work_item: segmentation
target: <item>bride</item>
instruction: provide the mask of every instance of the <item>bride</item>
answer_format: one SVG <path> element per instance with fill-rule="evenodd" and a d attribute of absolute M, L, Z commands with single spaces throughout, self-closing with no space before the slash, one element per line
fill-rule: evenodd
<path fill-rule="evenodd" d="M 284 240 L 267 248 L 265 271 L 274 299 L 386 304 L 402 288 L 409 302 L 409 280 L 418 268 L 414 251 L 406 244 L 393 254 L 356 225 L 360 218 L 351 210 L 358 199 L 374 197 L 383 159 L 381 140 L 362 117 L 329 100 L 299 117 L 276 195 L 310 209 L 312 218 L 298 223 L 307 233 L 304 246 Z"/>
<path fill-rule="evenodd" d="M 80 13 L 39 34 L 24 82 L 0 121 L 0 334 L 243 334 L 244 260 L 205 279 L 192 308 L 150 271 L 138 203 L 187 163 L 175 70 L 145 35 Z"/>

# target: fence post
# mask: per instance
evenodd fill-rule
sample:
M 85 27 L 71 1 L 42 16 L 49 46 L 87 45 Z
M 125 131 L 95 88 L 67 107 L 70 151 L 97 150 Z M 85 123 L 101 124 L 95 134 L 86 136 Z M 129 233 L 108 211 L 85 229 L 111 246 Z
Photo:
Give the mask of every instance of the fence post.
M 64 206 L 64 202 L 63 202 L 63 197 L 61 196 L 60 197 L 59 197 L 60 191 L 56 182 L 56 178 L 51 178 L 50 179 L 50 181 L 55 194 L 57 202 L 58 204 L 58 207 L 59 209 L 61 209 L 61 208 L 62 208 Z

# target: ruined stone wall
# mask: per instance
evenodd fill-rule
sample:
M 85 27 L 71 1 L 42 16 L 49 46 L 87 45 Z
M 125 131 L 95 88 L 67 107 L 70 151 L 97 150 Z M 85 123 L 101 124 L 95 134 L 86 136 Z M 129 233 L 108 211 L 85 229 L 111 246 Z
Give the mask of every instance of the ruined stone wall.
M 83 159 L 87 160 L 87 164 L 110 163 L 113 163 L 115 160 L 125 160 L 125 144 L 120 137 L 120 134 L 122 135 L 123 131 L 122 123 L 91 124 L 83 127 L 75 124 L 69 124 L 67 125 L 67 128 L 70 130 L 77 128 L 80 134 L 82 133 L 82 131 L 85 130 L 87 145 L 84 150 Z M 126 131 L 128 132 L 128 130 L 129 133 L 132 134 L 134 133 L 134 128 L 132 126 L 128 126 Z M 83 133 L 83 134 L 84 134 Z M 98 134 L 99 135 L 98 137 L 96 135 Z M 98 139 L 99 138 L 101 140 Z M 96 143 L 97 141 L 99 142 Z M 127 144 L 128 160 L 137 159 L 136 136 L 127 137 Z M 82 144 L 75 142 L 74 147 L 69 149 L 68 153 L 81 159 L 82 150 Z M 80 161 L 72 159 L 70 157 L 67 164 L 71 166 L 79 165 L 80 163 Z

########

Goal of the exercise: Give every line of the entries above as a Markdown table with the columns "Row" and "Entry line", numbering the rows in order and leaving out blank lines.

Completed exercise:
| Row | Entry line |
|---|---|
| 1 | work_item: segmentation |
| 2 | target: <item>bride</item> |
| 3 | instruction: provide the mask of every instance of the <item>bride</item> |
| 4 | answer_format: one SVG <path> element per instance with fill-rule="evenodd" and a d attribute of absolute M, L, Z commands with single spaces throughout, self-closing with no space before the slash, one element per line |
| 5 | fill-rule: evenodd |
| 6 | <path fill-rule="evenodd" d="M 284 240 L 267 248 L 265 271 L 274 299 L 386 304 L 402 288 L 409 302 L 409 280 L 418 268 L 414 251 L 406 244 L 393 254 L 356 225 L 360 218 L 351 210 L 358 199 L 374 197 L 383 159 L 381 140 L 362 117 L 329 100 L 299 117 L 276 195 L 310 209 L 312 218 L 298 223 L 307 233 L 304 246 Z"/> |
| 7 | <path fill-rule="evenodd" d="M 80 13 L 39 34 L 24 82 L 0 121 L 0 334 L 243 334 L 244 260 L 205 279 L 192 308 L 150 271 L 138 203 L 187 163 L 175 70 L 145 35 Z"/> |
| 8 | # target: fence post |
| 9 | # mask: per instance |
| 10 | evenodd fill-rule |
| 11 | sample: |
| 12 | M 85 27 L 71 1 L 42 16 L 49 46 L 87 45 Z |
| 13 | M 125 131 L 95 88 L 67 107 L 70 151 L 97 150 Z M 85 123 L 101 124 L 95 134 L 86 136 Z M 129 233 L 108 211 L 85 229 L 111 246 Z |
| 14 | Photo: |
| 15 | Give the mask of every instance of the fence post. |
| 16 | M 64 206 L 64 202 L 63 202 L 63 197 L 61 196 L 60 197 L 59 197 L 60 191 L 56 182 L 56 178 L 51 178 L 50 179 L 50 181 L 55 194 L 57 202 L 58 204 L 58 207 L 59 209 L 61 209 L 61 208 L 62 208 Z |
| 17 | # target: ruined stone wall |
| 18 | # mask: per instance |
| 19 | evenodd fill-rule |
| 20 | sample: |
| 21 | M 85 27 L 71 1 L 42 16 L 49 46 L 87 45 Z |
| 22 | M 125 131 L 95 88 L 67 107 L 70 151 L 97 150 Z M 85 123 L 101 124 L 95 134 L 86 136 Z M 129 233 L 108 211 L 85 229 L 111 246 Z |
| 23 | Give the mask of every instance of the ruined stone wall. |
| 24 | M 83 159 L 87 160 L 87 164 L 110 163 L 113 163 L 115 160 L 125 160 L 125 144 L 120 137 L 120 134 L 122 135 L 123 131 L 122 123 L 91 124 L 83 127 L 75 124 L 69 124 L 67 125 L 67 128 L 70 130 L 77 128 L 80 134 L 82 133 L 82 131 L 85 130 L 87 145 L 84 150 Z M 126 131 L 128 132 L 128 130 L 129 133 L 132 134 L 134 133 L 134 128 L 132 126 L 128 126 Z M 83 133 L 83 134 L 84 134 Z M 98 134 L 99 135 L 98 137 L 96 135 Z M 98 139 L 99 138 L 101 140 Z M 96 143 L 97 141 L 99 142 Z M 127 144 L 128 160 L 137 159 L 136 136 L 127 137 Z M 82 144 L 75 142 L 74 147 L 69 149 L 68 153 L 81 159 L 82 150 Z M 80 161 L 72 159 L 70 157 L 67 164 L 71 166 L 79 165 L 80 163 Z |